● **WORK TO COMPLETE**
Please render the records below as a Markdown table with two columns, Row and Text. Number each line and leave out blank lines.

● **EXTRACTED RECORDS**
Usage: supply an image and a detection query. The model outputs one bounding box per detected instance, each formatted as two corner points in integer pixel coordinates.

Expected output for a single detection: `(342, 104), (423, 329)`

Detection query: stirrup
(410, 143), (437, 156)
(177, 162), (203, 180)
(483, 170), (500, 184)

● **OUTPUT**
| Row | Text |
|---|---|
| 1 | Usage: supply an image and a detection query. The model outputs one bounding box per detected instance, each formatted as two corner points in integer pixel coordinates. |
| 2 | Expected output for a single detection: `(342, 104), (423, 329)` |
| 3 | Detection query: stirrup |
| 4 | (410, 143), (437, 156) |
| 5 | (177, 162), (203, 180) |
| 6 | (483, 170), (500, 184) |